- Extract
+---+

After pointed criticism from healthcare workers and relatives of an Ebola-infected nurse, the U.S. Centers for Disease Control and Prevention announced new guidelines Monday for hospital protective gear.
The guidelines, which were scheduled to be posted on the CDC’s website late Monday night, were described by CDC Director Thomas Frieden during a telephone news conference.
Among other changes, the new guidelines eliminated areas of bare skin and required more intensive training in the donning and removal of equipment. They also provided for the designation of a hospital monitor who would observe procedures and ensure that guidelines were properly followed.
“Previous guidelines ... allowed for exposure of skin, and I think that made people nervous,” Frieden said. “It’s perfectly sensible to say that that’s something that should not happen.”
Frieden and other health officials had endured heated criticism by some U.S. medical workers and politicians who complained that existing guidelines were too lax, and would expose healthcare workers to the Ebola virus when treating patients.

+---+

- Dataset extract
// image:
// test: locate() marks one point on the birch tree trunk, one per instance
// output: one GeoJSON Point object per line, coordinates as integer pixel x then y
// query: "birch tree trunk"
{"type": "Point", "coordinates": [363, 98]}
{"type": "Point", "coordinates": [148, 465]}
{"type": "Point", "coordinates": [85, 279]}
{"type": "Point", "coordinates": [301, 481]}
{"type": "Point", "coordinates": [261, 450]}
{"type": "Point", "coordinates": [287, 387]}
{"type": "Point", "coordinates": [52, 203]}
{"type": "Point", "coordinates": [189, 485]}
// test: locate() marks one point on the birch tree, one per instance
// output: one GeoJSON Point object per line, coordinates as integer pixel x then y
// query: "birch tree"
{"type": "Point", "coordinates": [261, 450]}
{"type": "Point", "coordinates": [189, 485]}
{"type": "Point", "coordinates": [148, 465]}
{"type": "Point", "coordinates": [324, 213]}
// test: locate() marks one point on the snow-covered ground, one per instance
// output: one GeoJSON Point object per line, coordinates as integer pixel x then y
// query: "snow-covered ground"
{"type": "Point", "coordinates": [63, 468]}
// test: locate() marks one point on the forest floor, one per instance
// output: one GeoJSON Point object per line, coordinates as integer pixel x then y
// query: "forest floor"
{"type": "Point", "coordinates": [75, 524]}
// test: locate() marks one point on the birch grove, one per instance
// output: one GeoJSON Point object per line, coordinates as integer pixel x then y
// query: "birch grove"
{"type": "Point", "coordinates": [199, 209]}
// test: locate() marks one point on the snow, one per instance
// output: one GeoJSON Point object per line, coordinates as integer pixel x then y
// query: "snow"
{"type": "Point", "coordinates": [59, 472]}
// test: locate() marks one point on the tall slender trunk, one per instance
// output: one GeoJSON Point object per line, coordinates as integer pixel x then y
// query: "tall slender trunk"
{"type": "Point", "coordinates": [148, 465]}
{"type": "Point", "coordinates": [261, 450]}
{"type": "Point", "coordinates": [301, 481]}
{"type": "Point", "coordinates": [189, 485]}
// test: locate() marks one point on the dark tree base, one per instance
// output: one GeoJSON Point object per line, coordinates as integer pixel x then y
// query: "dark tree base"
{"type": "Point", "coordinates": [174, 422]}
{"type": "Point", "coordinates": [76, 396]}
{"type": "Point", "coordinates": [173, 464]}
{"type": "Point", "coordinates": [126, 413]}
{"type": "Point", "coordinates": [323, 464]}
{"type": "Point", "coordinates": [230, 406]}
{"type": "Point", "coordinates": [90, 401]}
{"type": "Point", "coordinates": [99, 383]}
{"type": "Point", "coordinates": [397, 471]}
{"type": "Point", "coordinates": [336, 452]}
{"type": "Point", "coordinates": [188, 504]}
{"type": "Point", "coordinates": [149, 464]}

+---+

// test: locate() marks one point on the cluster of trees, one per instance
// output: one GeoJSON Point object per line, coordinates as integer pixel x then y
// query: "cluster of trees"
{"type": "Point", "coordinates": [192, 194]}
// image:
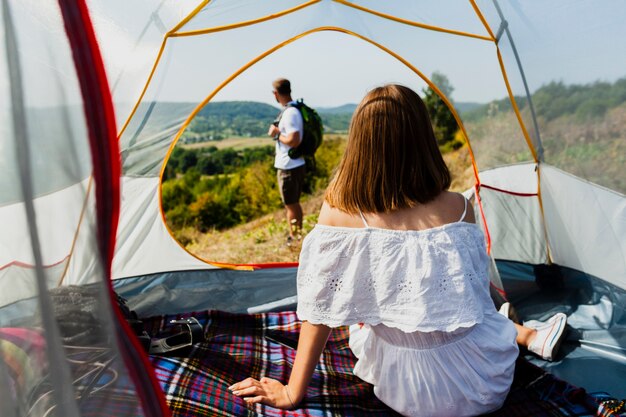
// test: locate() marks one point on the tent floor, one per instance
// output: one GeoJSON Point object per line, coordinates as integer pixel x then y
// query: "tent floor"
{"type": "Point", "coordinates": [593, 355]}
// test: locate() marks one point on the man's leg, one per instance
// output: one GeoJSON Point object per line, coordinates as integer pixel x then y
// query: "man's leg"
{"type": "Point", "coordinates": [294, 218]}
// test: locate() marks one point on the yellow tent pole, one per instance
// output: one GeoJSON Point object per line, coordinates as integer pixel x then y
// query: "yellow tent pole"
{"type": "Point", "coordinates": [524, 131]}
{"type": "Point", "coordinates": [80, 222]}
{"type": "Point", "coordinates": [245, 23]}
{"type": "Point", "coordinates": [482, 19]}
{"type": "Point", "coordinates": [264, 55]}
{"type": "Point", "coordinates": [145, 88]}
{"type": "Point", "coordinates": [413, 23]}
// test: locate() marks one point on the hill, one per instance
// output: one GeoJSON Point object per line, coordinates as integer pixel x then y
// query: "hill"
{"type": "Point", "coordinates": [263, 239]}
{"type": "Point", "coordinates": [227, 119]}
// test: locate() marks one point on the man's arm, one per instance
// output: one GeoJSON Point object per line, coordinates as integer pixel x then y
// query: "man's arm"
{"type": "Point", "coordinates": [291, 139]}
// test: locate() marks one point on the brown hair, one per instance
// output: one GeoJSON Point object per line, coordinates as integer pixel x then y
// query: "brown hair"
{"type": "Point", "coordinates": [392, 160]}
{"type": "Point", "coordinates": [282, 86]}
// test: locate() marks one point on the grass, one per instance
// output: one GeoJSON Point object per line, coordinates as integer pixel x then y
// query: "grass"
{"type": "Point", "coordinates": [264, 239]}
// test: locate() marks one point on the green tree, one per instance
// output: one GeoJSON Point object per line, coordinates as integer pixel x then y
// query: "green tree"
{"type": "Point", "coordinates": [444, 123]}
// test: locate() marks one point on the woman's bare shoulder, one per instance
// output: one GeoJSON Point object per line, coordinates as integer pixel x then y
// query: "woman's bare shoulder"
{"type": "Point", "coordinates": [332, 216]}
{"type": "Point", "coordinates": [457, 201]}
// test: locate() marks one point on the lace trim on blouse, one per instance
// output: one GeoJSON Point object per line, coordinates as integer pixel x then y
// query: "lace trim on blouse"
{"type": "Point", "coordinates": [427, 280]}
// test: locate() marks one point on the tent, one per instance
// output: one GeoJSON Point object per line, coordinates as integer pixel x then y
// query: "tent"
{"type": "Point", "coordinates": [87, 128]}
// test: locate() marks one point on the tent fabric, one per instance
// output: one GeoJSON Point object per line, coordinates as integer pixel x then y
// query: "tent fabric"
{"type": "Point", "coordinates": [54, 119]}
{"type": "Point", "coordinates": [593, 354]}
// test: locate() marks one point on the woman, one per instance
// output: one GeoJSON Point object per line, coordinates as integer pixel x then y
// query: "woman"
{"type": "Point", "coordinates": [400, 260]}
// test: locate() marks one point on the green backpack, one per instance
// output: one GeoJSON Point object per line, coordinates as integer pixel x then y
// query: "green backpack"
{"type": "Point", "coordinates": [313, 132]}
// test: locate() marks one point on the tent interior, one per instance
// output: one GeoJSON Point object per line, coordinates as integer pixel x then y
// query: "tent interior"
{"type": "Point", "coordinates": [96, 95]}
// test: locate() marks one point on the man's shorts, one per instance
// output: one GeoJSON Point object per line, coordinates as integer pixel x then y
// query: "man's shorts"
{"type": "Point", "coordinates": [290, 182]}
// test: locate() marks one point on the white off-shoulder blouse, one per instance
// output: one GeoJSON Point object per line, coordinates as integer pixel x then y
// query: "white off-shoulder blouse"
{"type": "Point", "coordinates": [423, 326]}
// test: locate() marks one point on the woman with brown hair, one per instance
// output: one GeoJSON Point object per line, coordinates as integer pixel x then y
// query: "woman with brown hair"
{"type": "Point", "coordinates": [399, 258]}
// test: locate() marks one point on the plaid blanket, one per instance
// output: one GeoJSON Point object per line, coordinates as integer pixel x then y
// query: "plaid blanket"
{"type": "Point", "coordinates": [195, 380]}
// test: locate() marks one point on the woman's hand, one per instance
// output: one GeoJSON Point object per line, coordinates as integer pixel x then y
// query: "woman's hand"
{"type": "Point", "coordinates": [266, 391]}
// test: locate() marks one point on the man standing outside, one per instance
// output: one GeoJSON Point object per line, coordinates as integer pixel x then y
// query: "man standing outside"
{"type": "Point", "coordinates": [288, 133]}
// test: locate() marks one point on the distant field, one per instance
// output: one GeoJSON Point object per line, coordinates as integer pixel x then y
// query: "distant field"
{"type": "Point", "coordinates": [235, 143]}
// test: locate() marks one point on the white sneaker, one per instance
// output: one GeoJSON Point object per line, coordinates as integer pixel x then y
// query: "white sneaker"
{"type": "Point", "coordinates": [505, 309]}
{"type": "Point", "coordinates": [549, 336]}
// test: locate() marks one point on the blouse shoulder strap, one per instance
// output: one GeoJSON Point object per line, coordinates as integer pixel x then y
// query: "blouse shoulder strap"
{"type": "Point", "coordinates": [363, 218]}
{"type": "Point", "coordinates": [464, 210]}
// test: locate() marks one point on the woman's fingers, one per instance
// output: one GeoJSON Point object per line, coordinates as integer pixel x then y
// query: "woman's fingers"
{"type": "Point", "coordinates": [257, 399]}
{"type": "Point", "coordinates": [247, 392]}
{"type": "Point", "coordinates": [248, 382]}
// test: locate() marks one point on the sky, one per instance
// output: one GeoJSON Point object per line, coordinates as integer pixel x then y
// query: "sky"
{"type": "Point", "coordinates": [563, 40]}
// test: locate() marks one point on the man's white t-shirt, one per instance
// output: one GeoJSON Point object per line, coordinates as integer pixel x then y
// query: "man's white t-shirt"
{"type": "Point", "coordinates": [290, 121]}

+---+

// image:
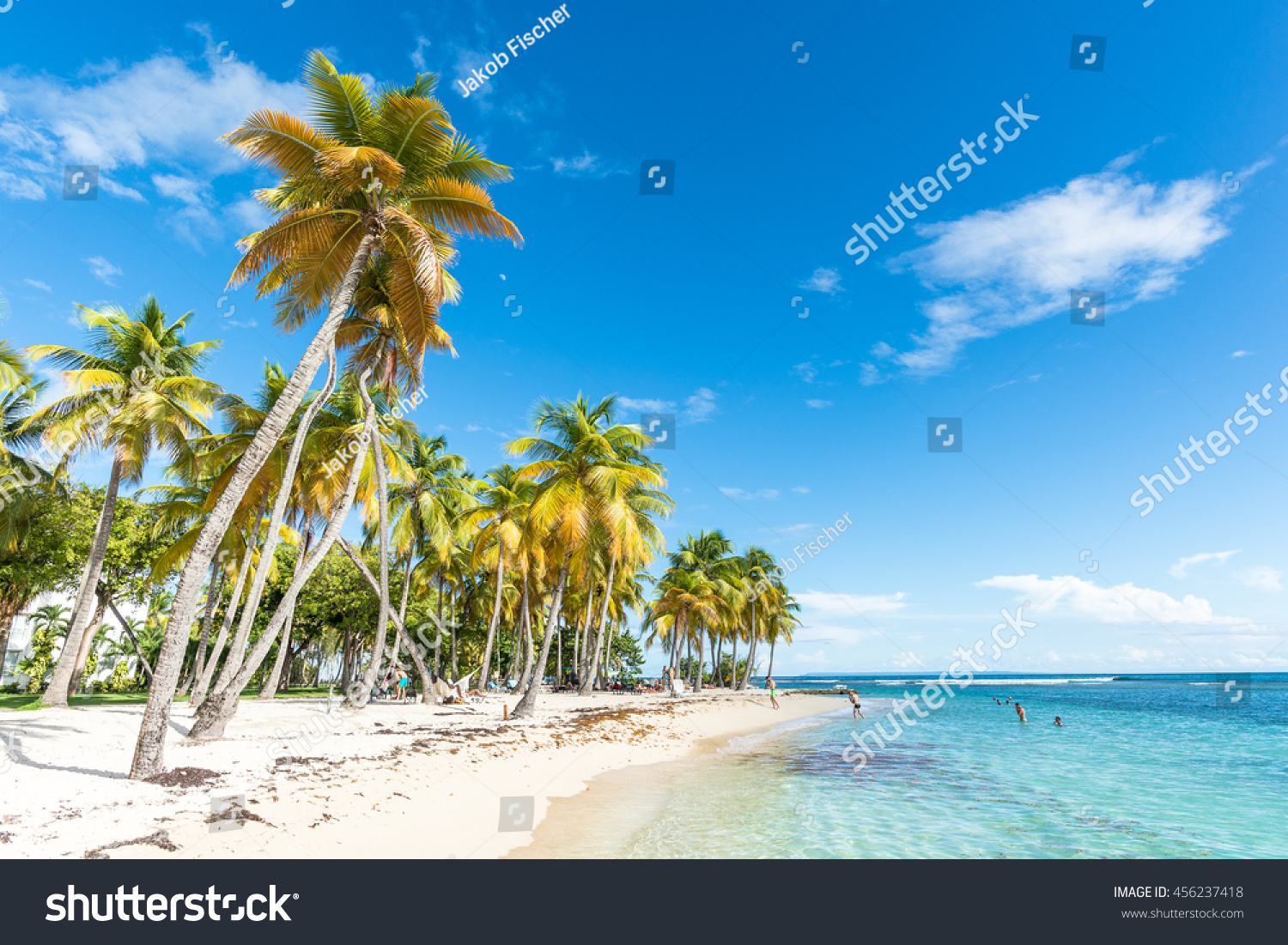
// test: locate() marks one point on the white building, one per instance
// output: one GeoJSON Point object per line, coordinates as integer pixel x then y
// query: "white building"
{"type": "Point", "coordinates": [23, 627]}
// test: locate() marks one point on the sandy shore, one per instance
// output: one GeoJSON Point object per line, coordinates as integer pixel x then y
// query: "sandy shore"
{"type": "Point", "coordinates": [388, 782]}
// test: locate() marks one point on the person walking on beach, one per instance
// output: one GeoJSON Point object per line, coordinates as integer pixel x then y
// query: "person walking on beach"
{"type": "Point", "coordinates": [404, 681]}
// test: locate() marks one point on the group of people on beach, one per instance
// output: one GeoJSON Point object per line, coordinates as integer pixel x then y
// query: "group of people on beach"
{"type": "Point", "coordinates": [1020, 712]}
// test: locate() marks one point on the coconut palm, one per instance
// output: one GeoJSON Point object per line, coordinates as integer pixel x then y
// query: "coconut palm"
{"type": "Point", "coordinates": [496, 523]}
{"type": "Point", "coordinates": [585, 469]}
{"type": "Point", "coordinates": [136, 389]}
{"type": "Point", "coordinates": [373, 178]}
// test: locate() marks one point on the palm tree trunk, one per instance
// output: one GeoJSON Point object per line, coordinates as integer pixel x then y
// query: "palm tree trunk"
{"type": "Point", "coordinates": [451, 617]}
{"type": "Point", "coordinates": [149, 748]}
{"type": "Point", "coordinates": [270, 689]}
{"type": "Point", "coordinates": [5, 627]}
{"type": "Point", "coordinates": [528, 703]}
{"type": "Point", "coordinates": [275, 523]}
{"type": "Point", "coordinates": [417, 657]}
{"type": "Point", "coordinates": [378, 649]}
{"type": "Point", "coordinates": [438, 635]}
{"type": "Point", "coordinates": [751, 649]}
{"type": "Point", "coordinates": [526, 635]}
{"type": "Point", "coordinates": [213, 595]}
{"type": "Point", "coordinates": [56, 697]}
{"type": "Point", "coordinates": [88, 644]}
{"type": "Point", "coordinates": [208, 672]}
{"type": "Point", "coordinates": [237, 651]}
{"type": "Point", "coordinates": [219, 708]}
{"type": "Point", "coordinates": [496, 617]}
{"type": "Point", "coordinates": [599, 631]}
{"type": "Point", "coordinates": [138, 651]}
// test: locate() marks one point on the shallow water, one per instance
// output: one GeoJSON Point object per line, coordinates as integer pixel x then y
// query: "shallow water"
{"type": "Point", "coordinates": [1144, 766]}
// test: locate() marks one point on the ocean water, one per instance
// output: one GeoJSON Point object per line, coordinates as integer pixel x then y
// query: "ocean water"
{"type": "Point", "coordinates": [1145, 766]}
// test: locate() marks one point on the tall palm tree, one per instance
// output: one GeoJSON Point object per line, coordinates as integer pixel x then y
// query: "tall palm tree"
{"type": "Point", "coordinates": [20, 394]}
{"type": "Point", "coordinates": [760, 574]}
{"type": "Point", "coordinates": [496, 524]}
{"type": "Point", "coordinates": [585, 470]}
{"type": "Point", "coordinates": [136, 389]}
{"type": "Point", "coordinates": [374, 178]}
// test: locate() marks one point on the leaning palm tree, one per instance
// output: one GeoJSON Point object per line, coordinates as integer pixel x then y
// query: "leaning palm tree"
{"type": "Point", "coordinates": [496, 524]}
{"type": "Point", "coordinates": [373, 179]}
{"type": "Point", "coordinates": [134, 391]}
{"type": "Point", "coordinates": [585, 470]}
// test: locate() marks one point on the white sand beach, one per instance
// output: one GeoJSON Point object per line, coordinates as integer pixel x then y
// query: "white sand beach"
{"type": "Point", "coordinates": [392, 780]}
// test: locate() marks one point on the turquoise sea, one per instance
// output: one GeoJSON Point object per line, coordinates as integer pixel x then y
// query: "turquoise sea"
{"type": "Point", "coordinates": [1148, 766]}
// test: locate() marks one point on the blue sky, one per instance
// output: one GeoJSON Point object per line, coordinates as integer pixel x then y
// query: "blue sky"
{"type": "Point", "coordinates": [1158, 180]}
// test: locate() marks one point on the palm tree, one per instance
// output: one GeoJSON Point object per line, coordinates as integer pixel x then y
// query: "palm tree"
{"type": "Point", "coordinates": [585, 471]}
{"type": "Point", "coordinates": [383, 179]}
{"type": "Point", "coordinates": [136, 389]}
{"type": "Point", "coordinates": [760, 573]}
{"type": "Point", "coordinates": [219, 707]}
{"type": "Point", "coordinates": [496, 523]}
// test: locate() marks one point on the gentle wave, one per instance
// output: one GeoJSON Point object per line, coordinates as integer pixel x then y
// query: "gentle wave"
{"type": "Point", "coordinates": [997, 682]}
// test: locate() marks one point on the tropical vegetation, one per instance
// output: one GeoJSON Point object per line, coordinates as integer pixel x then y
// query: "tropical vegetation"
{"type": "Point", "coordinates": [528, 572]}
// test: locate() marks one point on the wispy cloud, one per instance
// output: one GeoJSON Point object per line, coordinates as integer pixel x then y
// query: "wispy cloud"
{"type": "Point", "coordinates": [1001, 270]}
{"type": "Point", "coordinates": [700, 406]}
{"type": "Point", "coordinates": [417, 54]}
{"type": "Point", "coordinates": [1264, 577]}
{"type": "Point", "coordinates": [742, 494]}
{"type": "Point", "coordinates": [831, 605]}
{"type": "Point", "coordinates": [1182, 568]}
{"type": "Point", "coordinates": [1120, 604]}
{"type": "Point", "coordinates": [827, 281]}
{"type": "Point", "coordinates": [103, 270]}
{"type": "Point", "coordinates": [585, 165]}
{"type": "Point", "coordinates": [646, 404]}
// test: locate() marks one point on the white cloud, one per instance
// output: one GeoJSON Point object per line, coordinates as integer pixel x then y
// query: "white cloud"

+---+

- Description of the task
In the Ebola protective gear article, copy the text between "After pointed criticism" and "telephone news conference.", inclusive, substituting "standards" for "guidelines".

- Response area
After pointed criticism from healthcare workers and relatives of an Ebola-infected nurse, the U.S. Centers for Disease Control and Prevention announced new standards Monday for hospital protective gear.
The standards, which were scheduled to be posted on the CDC’s website late Monday night, were described by CDC Director Thomas Frieden during a telephone news conference.